§ **GOAL OF THE EXERCISE**
Quote exactly the lines running from the line with "Each instance of the water surface" to the end of the entries, including both, and nothing else.

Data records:
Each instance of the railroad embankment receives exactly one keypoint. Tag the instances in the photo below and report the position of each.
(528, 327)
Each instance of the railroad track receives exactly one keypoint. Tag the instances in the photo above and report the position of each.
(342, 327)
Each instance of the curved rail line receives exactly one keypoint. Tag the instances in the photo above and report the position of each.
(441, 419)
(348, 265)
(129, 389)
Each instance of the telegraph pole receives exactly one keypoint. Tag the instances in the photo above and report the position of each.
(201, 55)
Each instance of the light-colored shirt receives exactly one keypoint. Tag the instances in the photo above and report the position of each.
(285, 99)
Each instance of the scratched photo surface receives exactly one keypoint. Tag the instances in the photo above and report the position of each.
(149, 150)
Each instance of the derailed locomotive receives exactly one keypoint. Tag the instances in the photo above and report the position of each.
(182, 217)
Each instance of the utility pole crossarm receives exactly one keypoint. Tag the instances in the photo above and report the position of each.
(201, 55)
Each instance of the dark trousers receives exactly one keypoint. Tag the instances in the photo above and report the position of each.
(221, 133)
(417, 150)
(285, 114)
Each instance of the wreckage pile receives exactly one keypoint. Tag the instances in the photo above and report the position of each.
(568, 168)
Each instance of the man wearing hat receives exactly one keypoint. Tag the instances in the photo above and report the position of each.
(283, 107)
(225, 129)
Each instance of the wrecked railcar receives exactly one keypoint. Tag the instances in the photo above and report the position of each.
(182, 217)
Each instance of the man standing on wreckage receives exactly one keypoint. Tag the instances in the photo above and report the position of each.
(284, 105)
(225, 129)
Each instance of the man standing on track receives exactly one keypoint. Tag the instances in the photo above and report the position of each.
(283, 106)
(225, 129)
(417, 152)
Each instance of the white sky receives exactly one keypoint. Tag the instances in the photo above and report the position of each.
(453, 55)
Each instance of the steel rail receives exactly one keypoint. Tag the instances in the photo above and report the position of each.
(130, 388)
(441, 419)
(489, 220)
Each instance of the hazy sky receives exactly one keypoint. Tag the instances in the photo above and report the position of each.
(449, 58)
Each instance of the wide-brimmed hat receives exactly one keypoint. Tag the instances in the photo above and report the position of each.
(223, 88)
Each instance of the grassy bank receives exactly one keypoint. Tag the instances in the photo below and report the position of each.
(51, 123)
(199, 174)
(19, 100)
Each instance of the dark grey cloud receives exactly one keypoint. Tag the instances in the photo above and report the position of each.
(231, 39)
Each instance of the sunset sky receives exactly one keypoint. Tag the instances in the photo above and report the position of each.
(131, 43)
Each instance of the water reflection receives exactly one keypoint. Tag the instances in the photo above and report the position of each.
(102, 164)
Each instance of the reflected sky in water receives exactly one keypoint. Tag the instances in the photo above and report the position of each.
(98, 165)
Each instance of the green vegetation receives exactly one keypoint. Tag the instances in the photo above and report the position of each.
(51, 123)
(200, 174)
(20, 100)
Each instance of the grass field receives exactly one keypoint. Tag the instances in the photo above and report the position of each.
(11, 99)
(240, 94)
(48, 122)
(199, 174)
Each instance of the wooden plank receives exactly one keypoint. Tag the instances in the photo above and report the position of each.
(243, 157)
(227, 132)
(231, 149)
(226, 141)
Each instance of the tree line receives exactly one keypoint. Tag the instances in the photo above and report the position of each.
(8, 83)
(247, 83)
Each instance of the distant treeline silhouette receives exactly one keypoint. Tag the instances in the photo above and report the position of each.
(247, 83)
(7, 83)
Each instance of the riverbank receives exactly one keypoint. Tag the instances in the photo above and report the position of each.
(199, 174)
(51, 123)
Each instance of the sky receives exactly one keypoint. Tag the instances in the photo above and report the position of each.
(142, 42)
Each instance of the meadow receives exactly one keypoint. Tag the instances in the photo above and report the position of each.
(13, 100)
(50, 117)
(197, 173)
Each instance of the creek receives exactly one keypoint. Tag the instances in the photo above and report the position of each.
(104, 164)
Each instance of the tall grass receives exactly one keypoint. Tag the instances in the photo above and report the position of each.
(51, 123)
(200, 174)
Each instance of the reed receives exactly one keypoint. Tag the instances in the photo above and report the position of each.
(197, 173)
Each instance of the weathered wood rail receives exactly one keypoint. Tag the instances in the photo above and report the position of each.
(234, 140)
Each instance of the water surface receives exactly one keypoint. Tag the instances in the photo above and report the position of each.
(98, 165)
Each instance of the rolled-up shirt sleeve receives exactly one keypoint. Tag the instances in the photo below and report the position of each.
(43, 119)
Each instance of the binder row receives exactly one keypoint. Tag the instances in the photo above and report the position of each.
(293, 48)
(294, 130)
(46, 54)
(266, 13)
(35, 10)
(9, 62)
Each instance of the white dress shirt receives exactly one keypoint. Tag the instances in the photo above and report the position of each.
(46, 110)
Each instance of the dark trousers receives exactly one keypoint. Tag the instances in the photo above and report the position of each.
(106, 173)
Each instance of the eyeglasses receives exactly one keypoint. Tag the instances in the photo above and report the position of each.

§ **COMPLETED TASK**
Each instance of the water surface receives exactly one keypoint. Tag the instances in the photo above and report the position of each.
(98, 165)
Each instance of the rolled-up shirt sleeve receives exactly one keypoint. Tag the instances in the photo below and report the position of each.
(43, 119)
Each instance of the binder row receives exactly one keypoint. Tag the instances in the photo above and report the position of each.
(293, 48)
(294, 130)
(46, 54)
(266, 13)
(35, 10)
(9, 62)
Each instance of the white dress shirt receives exactly one keypoint. Tag the instances in the photo above and report the position of each.
(46, 110)
Each instance of the dark trousers receives exactly one keypoint. Tag the instances in the photo above and report the position of each.
(106, 173)
Each instance of the eyeglasses receives exactly one keypoint. Tag the instances in the photo above and report the position of each.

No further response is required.